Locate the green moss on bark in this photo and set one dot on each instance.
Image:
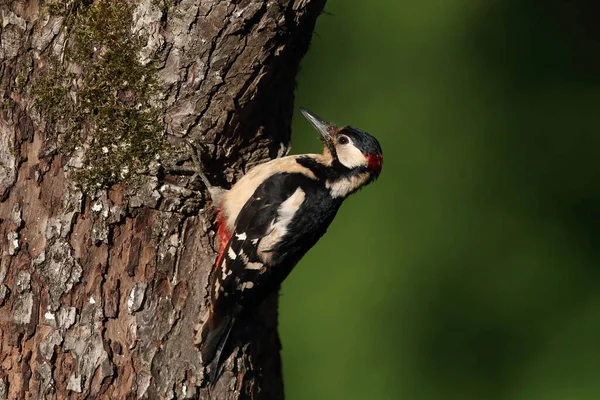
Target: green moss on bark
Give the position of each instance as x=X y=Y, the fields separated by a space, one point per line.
x=99 y=96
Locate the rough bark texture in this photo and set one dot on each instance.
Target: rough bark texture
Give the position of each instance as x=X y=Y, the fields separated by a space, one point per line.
x=103 y=275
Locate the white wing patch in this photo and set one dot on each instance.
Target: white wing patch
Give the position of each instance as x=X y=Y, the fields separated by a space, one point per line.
x=285 y=213
x=344 y=186
x=241 y=236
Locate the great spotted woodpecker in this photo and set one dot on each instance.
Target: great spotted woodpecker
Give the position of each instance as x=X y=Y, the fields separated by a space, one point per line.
x=272 y=216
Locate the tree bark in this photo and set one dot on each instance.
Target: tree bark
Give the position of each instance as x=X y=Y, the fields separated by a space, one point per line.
x=107 y=243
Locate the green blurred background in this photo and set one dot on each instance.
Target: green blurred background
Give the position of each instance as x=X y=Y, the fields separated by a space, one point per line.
x=470 y=270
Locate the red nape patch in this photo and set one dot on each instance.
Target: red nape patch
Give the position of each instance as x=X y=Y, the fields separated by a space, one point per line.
x=223 y=235
x=375 y=161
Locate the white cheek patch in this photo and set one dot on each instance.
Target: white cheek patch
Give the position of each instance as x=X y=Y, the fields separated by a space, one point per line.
x=350 y=156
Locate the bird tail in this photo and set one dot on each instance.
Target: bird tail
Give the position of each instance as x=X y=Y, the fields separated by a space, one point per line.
x=215 y=335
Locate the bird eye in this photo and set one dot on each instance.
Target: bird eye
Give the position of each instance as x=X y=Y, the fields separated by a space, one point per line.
x=343 y=140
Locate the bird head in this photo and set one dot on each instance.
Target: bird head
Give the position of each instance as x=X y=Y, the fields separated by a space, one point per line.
x=352 y=148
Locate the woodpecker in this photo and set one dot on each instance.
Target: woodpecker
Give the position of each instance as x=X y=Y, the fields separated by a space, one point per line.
x=272 y=216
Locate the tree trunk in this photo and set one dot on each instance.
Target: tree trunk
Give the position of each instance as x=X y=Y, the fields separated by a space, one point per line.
x=107 y=243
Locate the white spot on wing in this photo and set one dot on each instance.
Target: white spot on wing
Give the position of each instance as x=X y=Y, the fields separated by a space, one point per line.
x=350 y=156
x=344 y=186
x=234 y=199
x=231 y=254
x=241 y=236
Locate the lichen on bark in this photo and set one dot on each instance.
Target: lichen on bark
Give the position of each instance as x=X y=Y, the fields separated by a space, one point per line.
x=97 y=95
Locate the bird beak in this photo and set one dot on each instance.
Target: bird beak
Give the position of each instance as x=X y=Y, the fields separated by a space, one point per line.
x=321 y=126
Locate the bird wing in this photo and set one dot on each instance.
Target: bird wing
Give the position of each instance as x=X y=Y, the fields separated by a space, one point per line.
x=259 y=225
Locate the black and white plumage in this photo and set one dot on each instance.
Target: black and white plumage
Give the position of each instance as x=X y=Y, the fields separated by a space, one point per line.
x=273 y=215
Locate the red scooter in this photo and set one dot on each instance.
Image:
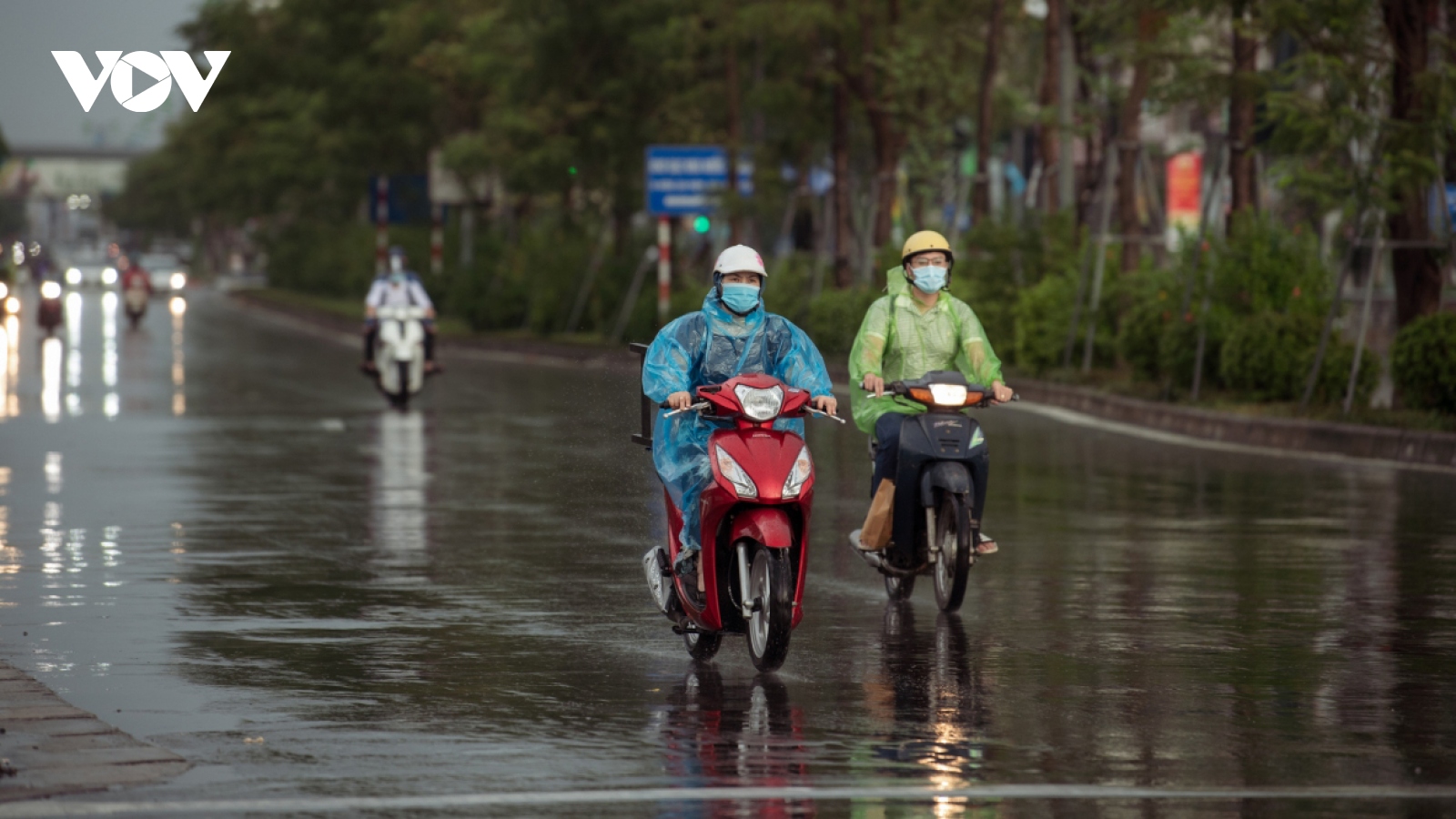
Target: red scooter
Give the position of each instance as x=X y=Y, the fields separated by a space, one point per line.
x=753 y=526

::::::

▸ **Given task**: Print all entries exactly. The images do not belong in the copy.

▸ **Exercise answer**:
Locate the green moss on bark in this photo and set one dot on each instance.
Image:
Target: green moss on bark
Give the position of each instance as x=X y=Y, the fields separated by a space, one point per line.
x=99 y=96
Locate the rough bark texture in this photo and set one dot on each instance.
Target: rough bark texture
Give the position of each instance as x=X y=Y, the fields separated by a space, one point per line.
x=103 y=275
Locate the white wing patch in this photo and set one dot on each instance.
Target: white wing patch
Give the position of each instance as x=X y=Y, the fields separated by a space, one point per line.
x=285 y=213
x=344 y=186
x=241 y=236
Locate the great spotted woodpecker in this photo and set one dot on each instance.
Target: great spotted woodpecker
Give the position of each instance as x=X y=Y, the fields separated by a space, one point per line.
x=272 y=216
Locate the tree bark in this photo and set one dot on each instance.
Target: tree bark
Give the position of each instance as x=X y=Y, the fields separated by a space, one point per line.
x=107 y=243
Locate the green blurred background in this photo and set one dot on each instance.
Target: green blurred background
Give the position of each instance as x=X y=Y, the fields separated by a space, one point per line.
x=470 y=270
Locate the red nape patch in this photo and set one dot on each instance.
Target: red nape patch
Give the position of each instance as x=X y=Y, the fields separated by a space, one point per line.
x=223 y=235
x=375 y=161
Locate the white cheek patch in this photo and set one dot on each instance.
Target: white cheek patch
Give the position of each instance as x=X y=Y, the fields separated by a space, one point per line.
x=350 y=156
Locate the bird tail in this photo and set one dot on each instance.
Target: bird tail
Give the position of each instance as x=X y=Y, the fields separated by a space, one point per line.
x=215 y=335
Locate the bird eye in this photo and set one dot on each instance.
Target: bird eye
Give the position of each instance as x=X y=Y, the fields separated by a space, one point per line.
x=343 y=140
Locate the bird head in this photo and set one dot on each instance.
Target: bird head
Give the position of each instance as x=X y=Y, the fields separated by a space, one point per line.
x=352 y=148
Locate the woodpecker in this photo and set one dot on each instance.
Target: woodpecker
Give the position of each instance as x=X y=Y, the fields separated by a space, one point per line.
x=272 y=216
Locate the tree trunk in this photo and set one dot on each instance.
Target: tree trunk
Give the position of each instance as x=X y=Y, the fields separated by a space, one point per line.
x=107 y=243
Locate the white spot on wing in this photo and set one dot on each instance.
Target: white spot on wing
Give the position of each instance as x=X y=Y, the fields separated by a space, one point per line.
x=350 y=156
x=344 y=186
x=234 y=199
x=231 y=254
x=241 y=236
Locate the lichen on bark in this photo and set one dot on each instance.
Target: lichen on bark
Give the position of each instance as x=X y=Y, the fields separated by a space, one point per line.
x=97 y=95
Locate the bird beak in this photo and set one dot on each instance.
Target: bird beak
Give the position of each instance as x=X y=Y, the fields separated by a space, one point per line.
x=321 y=126
Locate the bird wing in this photo and set one dot on each instance.
Target: bird wing
Give the position of each instance as x=X y=Y, the fields separated by a space, one point per line.
x=259 y=225
Locate the black and white plumage in this photo and set one dot on each instance.
Target: black and white plumage
Give the position of each instance as x=X y=Y, the fields separated by a space, one point per line.
x=273 y=215
Locate the red scooter in this photo and set one dot on each instance.
Image:
Target: red scooter
Give the position of each instance as x=X y=Y, the fields separated by a space, one point per line.
x=753 y=526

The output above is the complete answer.